**** Lesetext ****
Etwa 1000 neue Ärzte müssten in Niedersachsens Krankenhäusern nach Scholz’ Schätzung eingestellt werden. Auf einer Personalversammlung im RNK Ende Oktober war die Rede von 30 Ärzten, die dieses Krankenhaus zusätzlich bräuchte, doch der Direktor, Prof. Jörg Brost, sagte gleich dazu, dass das finanziell nicht möglich sein wird.
Diese Aussage bekamen wir bei unseren Recherchen so nicht bestätigt. Sowohl im RNK als auch im St. Willehad Hospital waren unsere Gesprächspartner zwar freundlich, aber nicht auskunftsfreudig. Herr Zwarte (RNK) versicherte uns, dass man sich Gedanken mache und plane. Die Leiter der einzelnen Kliniken seien in die Überlegungen einbezogen, aber leider könne er im Moment noch überhaupt nichts Näheres sagen. Frau Ehbrecht (Willehad) war eben erst auf einem Seminar gewesen, in dem es um die Umsetzung des Urteils ging, aber auch sie konnte noch nichts Genaues mitteilen.
**** Bereitgestelltes Material ****
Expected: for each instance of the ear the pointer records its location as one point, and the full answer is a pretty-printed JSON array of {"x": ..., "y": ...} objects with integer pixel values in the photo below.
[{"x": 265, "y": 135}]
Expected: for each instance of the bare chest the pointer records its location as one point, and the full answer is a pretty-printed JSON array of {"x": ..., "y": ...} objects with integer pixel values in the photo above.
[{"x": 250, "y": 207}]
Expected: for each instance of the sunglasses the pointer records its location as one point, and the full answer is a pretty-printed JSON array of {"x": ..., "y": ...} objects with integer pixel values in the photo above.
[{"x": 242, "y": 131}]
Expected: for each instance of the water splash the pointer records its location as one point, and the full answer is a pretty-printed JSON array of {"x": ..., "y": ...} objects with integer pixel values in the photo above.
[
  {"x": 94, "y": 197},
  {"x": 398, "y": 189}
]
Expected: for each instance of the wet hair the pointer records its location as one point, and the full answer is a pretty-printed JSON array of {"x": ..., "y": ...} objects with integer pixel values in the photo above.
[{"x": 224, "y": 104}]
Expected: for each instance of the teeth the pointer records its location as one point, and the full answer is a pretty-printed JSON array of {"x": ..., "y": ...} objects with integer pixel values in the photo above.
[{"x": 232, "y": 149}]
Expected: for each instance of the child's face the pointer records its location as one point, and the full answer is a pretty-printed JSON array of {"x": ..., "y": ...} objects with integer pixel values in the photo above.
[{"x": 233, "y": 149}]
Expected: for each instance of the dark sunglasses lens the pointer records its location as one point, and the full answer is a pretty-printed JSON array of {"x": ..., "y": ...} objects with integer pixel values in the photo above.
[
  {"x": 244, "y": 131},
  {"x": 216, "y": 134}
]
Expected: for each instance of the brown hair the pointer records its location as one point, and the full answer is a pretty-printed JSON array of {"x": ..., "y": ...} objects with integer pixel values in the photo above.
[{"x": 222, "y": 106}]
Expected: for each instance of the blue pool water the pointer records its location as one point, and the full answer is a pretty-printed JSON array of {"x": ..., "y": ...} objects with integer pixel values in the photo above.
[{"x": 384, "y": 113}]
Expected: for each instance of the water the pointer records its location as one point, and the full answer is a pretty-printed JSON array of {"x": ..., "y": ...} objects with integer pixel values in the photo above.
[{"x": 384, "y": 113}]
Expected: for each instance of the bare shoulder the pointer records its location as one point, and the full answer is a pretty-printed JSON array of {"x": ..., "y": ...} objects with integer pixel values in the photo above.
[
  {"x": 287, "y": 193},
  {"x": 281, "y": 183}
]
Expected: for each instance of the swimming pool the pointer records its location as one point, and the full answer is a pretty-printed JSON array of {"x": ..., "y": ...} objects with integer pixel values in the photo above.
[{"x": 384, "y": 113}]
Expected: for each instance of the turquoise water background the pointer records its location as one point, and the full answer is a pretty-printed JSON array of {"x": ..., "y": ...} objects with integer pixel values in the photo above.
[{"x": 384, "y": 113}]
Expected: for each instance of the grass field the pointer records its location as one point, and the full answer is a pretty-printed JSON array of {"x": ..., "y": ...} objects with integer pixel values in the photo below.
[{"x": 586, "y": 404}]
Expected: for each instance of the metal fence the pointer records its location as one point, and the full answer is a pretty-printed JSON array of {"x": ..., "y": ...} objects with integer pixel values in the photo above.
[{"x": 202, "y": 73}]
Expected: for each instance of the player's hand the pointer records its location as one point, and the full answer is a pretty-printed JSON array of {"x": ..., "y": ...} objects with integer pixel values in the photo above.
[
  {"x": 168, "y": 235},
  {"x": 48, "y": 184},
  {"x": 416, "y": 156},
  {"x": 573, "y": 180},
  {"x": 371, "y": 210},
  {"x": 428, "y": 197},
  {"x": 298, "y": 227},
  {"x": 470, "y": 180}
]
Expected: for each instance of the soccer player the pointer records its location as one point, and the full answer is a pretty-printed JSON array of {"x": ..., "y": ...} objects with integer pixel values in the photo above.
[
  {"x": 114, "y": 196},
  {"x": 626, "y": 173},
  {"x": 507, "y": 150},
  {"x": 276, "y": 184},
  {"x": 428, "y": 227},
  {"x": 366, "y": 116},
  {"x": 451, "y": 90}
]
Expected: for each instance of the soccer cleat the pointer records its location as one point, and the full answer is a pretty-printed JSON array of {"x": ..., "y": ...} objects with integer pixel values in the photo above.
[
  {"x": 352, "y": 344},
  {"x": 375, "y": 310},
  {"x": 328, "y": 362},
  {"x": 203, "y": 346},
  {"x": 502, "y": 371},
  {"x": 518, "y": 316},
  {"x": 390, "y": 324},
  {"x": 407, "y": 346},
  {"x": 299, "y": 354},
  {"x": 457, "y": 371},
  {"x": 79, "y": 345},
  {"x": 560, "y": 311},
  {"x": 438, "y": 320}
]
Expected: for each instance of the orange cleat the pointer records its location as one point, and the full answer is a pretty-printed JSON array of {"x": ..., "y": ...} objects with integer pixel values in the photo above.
****
__Aufgabe A__
Nenne alle Personen, die im Lesetext mit Namen genannt werden.
__Aufgabe B__
Wiederhole aus dem Lesetext wortgetreu den Abschnitt von "Etwa 1000 neue" bis einschließlich "möglich sein wird.".

__Antwortfeld A__
- Scholz
- Prof. Jörg Brost
- Herr Zwarte
- Frau Ehbrecht

__Antwortfeld B__
Etwa 1000 neue Ärzte müssten in Niedersachsens Krankenhäusern nach Scholz’ Schätzung eingestellt werden. Auf einer Personalversammlung im RNK Ende Oktober war die Rede von 30 Ärzten, die dieses Krankenhaus zusätzlich bräuchte, doch der Direktor, Prof. Jörg Brost, sagte gleich dazu, dass das finanziell nicht möglich sein wird.